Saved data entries
▽
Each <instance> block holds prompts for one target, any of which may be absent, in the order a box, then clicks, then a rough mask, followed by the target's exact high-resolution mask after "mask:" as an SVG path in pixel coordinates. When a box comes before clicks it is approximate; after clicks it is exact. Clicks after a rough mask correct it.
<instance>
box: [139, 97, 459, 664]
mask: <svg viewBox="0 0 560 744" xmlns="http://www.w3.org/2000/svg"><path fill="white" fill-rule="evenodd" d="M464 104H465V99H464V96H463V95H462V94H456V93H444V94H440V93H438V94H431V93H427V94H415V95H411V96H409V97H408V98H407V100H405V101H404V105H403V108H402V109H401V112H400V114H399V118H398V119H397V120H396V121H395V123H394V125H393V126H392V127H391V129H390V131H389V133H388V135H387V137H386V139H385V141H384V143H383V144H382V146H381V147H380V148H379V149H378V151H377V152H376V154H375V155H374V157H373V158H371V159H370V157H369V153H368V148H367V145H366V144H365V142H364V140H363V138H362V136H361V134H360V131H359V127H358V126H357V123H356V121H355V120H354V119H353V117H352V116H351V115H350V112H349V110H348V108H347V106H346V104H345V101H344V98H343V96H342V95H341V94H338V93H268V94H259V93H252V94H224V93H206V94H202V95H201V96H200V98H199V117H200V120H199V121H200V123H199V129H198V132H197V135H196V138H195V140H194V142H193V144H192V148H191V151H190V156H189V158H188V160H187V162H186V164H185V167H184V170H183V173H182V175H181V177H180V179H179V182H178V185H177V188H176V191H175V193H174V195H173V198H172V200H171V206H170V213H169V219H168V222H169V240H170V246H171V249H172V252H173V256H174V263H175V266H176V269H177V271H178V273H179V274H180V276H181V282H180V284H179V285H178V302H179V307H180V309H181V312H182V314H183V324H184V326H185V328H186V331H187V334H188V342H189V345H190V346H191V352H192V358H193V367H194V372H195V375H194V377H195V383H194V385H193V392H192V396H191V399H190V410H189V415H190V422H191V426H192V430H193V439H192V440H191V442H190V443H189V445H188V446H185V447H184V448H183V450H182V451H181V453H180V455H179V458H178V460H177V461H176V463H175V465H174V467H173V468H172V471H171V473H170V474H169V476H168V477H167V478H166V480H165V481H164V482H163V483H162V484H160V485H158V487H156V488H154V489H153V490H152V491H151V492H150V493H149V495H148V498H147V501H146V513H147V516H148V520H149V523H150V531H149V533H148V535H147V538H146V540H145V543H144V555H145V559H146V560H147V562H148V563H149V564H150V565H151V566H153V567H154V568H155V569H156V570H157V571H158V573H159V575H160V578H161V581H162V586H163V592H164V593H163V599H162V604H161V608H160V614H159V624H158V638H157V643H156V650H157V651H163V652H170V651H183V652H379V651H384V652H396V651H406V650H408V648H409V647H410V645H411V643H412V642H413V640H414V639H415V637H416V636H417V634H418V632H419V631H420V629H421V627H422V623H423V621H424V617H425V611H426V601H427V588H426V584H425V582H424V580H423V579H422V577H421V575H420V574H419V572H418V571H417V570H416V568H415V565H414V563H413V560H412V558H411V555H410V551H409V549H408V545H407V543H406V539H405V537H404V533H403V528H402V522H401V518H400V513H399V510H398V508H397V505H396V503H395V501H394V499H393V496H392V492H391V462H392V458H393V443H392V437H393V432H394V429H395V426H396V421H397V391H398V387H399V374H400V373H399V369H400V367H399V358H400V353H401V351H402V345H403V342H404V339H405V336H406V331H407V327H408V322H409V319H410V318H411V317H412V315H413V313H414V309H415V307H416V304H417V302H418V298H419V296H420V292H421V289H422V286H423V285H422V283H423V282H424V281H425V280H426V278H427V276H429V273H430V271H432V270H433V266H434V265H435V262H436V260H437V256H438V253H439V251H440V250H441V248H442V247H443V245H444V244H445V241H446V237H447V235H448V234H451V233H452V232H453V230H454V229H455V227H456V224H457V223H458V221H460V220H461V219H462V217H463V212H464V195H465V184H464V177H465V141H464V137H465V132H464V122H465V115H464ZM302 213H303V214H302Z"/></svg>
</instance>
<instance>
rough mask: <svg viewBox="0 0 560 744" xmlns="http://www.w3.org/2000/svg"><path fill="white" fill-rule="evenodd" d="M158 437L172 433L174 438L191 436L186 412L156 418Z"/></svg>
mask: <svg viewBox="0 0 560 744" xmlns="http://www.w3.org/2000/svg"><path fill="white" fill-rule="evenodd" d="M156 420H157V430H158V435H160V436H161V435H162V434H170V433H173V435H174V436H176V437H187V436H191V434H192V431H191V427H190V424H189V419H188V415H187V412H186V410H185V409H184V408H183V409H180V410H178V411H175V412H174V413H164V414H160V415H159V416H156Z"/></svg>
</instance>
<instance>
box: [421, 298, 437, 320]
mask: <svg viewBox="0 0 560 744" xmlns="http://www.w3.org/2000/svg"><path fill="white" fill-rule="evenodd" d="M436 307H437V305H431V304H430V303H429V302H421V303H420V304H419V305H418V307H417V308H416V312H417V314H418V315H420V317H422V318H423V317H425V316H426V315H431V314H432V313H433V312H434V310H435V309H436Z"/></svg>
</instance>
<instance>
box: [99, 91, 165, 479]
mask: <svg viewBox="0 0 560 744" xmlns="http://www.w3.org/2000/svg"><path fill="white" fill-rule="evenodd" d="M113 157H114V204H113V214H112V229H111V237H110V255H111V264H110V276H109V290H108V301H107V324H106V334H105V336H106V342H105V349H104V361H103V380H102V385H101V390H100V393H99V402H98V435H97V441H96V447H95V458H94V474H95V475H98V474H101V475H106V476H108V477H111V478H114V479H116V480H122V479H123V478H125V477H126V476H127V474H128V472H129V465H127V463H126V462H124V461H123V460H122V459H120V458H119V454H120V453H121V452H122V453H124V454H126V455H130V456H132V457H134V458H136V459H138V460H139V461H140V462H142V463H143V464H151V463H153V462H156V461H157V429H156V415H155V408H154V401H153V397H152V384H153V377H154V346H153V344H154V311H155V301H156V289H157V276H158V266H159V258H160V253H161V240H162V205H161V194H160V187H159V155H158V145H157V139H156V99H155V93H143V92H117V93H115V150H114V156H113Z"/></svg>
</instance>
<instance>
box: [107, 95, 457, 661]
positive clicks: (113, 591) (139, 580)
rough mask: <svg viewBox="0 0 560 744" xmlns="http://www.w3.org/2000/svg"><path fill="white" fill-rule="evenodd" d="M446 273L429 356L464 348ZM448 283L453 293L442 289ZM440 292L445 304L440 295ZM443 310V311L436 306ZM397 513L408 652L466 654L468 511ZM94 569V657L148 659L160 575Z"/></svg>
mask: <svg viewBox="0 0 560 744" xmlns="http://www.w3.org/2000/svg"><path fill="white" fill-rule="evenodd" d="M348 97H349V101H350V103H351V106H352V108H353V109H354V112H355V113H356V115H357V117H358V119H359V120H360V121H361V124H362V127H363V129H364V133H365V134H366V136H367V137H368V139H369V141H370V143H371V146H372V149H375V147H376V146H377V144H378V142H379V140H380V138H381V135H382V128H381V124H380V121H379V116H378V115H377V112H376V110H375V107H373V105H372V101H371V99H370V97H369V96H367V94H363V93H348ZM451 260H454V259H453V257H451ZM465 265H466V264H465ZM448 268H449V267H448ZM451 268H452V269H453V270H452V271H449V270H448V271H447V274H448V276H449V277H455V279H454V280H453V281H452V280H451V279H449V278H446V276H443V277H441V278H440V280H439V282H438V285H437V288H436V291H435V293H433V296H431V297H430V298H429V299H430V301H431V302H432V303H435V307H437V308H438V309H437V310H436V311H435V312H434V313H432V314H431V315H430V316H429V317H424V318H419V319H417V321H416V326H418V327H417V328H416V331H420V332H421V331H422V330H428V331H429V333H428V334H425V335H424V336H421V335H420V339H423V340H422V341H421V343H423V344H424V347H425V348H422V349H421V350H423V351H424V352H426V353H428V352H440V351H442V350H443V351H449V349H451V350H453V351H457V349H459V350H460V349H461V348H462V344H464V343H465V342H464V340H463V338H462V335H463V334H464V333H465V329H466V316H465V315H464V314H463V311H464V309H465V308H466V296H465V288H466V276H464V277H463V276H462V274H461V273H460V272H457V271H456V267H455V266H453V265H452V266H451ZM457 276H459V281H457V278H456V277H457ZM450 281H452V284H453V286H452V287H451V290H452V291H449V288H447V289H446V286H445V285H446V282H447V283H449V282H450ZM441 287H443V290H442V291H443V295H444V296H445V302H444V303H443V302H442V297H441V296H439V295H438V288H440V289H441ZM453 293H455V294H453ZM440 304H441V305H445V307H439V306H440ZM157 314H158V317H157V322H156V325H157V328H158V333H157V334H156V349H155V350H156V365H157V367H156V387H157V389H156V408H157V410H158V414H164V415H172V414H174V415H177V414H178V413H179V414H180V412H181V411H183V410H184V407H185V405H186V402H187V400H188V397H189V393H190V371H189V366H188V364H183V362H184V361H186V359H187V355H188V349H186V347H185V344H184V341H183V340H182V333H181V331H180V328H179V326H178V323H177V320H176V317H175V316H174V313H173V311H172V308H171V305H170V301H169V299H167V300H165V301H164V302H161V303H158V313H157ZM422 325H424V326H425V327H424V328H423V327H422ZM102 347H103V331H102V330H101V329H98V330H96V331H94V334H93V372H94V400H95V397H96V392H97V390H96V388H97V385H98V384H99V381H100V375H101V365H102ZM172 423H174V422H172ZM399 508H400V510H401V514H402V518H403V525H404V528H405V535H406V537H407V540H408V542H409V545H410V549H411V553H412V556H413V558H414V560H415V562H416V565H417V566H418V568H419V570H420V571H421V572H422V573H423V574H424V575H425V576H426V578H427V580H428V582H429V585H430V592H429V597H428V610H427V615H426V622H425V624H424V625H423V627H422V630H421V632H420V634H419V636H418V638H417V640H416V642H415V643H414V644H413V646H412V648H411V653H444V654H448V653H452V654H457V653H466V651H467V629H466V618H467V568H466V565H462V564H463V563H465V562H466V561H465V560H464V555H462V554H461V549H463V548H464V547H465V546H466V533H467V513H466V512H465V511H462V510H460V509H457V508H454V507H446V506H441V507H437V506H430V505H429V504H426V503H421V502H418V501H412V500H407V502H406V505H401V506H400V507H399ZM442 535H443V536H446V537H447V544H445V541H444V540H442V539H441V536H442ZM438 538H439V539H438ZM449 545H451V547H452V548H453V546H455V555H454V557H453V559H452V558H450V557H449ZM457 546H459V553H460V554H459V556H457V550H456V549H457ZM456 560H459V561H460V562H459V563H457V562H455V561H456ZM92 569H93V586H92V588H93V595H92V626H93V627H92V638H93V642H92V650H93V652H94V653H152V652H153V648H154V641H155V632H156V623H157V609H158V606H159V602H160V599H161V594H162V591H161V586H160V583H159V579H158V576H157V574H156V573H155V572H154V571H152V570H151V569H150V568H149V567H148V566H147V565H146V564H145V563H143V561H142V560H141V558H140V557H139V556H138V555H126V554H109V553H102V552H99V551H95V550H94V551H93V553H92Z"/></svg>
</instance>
△
▸ **Task item**: Those lines above that contain the string "clicks" should be returned.

▸ **Answer section**:
Each <instance> block holds prompts for one target, any of which may be absent, in the order a box, then clicks, then a rough mask, followed by the target's exact high-resolution mask after "mask:" as an SVG path in pixel coordinates. When a box comes before clicks it is approximate; after clicks it is exact. Clicks after a rough mask correct it.
positive clicks: (113, 591) (139, 580)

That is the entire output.